Objective a: Format the records below as a JSON list of strings, one string per line with blank lines left out, covering everything from the line that contains "May I kindly ask you to find the rusty" down to the line that contains "xmin=106 ymin=363 xmax=135 ymax=378".

3. Comparative Ranking Optimization (CRCO): Bypassing Modality Gaps via Relative Ranking

It is easier to visually determine "which image has more objects" than to predict the exact number. CRCO trains the model to rank multiple images. To handle the long-tail distribution of counts, the authors use a binning scheme: for each category, the count range \([\underline{c}, \overline{c}]\) is divided into \(K\) (default 4) equal intervals. Images are grouped by these intervals, and one image is sampled from each group to form a set \(\mathcal{I}=\{I_1, I_2, I_3, I_4\}\) where \(c_1 < c_2 < c_3 < c_4\). The shuffled images \(\tilde{\mathcal{I}}\) are provided as input with the instruction "Given four images, rank them in ascending order based on their counts of [obj]". Unlike strategies that rank sub-crops of a single image, CRCO uses different images of the same category, which forces the model to learn a more robust sense of quantity.

4. Global-Local Counting Enhancement (GLCE): Tiling to Correct Dense Underestimation

Even after fine-tuning, models tend to underestimate in dense scenes. GLCE applies correction during inference: first, a global count \(c_g\) is generated. If \(c_g\) is below a density threshold \(c_h\) (default 100), it is accepted. Otherwise, the image \(I\) is tiled into \(L \times L\) (default \(2 \times 2\)) non-overlapping sub-images. These are queried for local counts \(\{c_k\}_{k=1}^{L^2}\), which are summed to get \(c_l\). Due to the edge effect (objects being split), \(c_l\) often overestimates. Since \(c_g\) underestimates and \(c_l\) overestimates, a simple average \(\frac{c_g+c_l}{2}\) effectively cancels out the errors.

Loss & Training¶

The framework consistently uses the language modeling loss (cross-entropy) inherent to MLLMs: the baseline aligns with the count sentence, D3T aligns with "yes/no" responses, and CRCO aligns with the ranking string. LoRA fine-tuning (rank=128) is applied to LLaVA-OneVision-7B. Training on a single NVIDIA L20 takes only 3.44 hours.

Data supplied:
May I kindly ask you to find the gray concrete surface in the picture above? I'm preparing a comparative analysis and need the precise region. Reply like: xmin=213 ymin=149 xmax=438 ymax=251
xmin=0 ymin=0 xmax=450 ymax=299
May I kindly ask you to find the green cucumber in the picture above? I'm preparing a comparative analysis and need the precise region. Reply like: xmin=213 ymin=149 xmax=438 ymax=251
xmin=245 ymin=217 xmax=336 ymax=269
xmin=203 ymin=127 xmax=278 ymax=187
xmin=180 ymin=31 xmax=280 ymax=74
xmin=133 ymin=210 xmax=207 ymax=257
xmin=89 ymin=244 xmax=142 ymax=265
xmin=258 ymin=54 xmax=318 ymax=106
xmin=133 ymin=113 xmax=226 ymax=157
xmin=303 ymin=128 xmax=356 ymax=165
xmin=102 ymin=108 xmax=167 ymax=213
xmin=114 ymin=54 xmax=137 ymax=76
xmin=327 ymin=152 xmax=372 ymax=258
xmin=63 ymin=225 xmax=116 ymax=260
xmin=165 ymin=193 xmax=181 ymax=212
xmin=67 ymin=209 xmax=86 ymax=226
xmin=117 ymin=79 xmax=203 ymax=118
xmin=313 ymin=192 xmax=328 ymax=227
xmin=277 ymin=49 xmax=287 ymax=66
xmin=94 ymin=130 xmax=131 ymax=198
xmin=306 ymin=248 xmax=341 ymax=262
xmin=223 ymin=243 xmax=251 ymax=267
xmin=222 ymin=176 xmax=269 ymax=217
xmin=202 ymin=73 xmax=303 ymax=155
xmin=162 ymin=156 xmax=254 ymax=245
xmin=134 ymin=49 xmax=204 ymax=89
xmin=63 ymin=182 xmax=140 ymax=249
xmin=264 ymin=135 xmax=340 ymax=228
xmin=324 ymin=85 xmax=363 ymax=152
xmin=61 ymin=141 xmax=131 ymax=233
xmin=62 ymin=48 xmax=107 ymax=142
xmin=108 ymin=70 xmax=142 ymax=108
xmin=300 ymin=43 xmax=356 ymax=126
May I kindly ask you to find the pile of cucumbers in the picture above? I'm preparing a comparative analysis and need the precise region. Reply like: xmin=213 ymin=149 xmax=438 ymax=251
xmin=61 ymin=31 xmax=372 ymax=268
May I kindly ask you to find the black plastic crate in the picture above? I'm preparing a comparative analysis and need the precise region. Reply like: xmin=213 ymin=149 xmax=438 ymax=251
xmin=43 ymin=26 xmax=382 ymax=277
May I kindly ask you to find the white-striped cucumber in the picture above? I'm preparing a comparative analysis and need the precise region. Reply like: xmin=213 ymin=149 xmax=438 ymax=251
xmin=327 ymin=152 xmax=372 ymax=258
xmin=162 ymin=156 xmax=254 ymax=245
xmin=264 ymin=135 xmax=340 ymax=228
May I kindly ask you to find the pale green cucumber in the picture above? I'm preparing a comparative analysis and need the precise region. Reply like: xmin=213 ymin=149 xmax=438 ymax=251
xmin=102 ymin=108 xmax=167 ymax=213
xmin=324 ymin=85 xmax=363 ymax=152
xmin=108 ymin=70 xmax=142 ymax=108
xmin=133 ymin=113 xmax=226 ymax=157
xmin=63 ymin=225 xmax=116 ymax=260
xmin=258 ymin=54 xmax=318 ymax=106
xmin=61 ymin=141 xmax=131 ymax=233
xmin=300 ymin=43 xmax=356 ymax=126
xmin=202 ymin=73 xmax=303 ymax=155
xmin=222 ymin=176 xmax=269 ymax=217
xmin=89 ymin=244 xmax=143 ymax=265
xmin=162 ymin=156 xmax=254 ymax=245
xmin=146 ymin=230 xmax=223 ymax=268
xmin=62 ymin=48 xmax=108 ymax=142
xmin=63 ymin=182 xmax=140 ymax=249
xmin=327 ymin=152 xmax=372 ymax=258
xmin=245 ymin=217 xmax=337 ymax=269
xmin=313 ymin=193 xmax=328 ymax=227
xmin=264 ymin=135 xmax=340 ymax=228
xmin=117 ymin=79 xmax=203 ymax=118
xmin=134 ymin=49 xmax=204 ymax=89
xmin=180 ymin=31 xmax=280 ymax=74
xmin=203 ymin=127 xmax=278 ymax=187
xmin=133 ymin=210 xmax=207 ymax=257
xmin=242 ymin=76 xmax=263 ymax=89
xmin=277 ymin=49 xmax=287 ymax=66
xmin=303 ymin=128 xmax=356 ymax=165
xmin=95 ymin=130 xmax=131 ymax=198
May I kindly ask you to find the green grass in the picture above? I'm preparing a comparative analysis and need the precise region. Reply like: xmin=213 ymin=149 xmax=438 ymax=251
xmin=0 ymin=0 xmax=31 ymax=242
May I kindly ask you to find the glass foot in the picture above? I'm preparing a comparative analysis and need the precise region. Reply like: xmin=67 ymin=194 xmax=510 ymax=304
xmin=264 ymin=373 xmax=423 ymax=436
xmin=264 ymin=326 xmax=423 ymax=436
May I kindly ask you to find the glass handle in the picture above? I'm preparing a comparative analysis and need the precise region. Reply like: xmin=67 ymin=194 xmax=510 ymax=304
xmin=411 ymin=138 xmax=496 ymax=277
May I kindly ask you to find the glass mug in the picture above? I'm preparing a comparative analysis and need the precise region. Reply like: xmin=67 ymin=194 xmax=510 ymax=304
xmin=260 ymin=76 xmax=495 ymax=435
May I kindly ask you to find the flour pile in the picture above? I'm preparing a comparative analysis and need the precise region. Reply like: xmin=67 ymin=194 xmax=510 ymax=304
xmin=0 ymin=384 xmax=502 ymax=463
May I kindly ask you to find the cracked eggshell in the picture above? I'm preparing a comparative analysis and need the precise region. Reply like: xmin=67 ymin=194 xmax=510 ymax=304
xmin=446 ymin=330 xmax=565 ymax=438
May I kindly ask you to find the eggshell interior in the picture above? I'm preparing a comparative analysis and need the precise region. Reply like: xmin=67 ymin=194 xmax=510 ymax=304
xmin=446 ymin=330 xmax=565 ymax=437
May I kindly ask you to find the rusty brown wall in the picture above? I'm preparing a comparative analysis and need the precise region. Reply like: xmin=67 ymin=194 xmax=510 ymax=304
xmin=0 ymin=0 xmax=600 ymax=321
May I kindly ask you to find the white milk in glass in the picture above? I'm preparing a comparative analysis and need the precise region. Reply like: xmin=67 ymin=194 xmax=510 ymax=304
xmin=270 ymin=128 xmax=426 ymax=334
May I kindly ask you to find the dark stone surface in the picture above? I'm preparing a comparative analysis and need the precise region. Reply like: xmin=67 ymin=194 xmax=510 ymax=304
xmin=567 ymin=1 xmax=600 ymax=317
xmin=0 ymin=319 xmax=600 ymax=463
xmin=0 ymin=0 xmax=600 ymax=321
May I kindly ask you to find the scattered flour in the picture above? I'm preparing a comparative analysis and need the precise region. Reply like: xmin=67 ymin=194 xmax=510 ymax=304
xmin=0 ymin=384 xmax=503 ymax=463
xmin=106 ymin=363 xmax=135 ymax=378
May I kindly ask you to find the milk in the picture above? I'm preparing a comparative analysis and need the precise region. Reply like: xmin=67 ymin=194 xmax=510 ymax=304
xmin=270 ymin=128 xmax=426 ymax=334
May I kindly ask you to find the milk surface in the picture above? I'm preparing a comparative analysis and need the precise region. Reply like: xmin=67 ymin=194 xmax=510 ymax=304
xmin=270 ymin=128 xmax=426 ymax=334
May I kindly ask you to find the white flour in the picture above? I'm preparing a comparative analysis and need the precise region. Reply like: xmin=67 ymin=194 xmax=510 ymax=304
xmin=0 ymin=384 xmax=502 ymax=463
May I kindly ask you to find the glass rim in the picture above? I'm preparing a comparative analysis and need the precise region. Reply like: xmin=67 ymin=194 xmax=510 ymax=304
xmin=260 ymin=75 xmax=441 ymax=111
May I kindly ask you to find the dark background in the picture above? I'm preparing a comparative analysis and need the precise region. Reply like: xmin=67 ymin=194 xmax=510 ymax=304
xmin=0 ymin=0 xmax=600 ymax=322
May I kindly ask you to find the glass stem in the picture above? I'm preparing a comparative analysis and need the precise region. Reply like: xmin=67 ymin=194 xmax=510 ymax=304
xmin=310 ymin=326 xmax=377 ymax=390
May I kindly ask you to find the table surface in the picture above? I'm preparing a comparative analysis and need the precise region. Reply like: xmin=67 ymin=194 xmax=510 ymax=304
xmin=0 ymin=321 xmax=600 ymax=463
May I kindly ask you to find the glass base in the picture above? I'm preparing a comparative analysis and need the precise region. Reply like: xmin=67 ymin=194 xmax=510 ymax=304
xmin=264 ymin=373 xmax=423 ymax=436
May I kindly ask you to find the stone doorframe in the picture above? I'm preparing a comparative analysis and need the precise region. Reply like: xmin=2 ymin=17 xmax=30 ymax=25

Objective b: Transcribe everything from "The framework consistently" down to "only 3.44 hours." in the excerpt on object counting above.

Task solution a:
[
  "May I kindly ask you to find the rusty brown wall in the picture above? I'm preparing a comparative analysis and need the precise region. Reply like: xmin=67 ymin=194 xmax=510 ymax=304",
  "xmin=0 ymin=0 xmax=600 ymax=321",
  "May I kindly ask you to find the white milk in glass in the picture above? I'm preparing a comparative analysis and need the precise region. Reply like: xmin=67 ymin=194 xmax=510 ymax=304",
  "xmin=270 ymin=128 xmax=426 ymax=334",
  "May I kindly ask you to find the dark stone surface in the picture above? I'm preparing a comparative analysis and need the precise region. Reply like: xmin=67 ymin=194 xmax=510 ymax=304",
  "xmin=567 ymin=1 xmax=600 ymax=317",
  "xmin=0 ymin=319 xmax=600 ymax=463",
  "xmin=0 ymin=0 xmax=600 ymax=321",
  "May I kindly ask you to find the scattered flour in the picture above? I'm preparing a comparative analysis and need the precise region. Reply like: xmin=67 ymin=194 xmax=510 ymax=304",
  "xmin=0 ymin=384 xmax=503 ymax=463",
  "xmin=106 ymin=363 xmax=135 ymax=378"
]

Task solution b:
The framework consistently uses the language modeling loss (cross-entropy) inherent to MLLMs: the baseline aligns with the count sentence, D3T aligns with "yes/no" responses, and CRCO aligns with the ranking string. LoRA fine-tuning (rank=128) is applied to LLaVA-OneVision-7B. Training on a single NVIDIA L20 takes only 3.44 hours.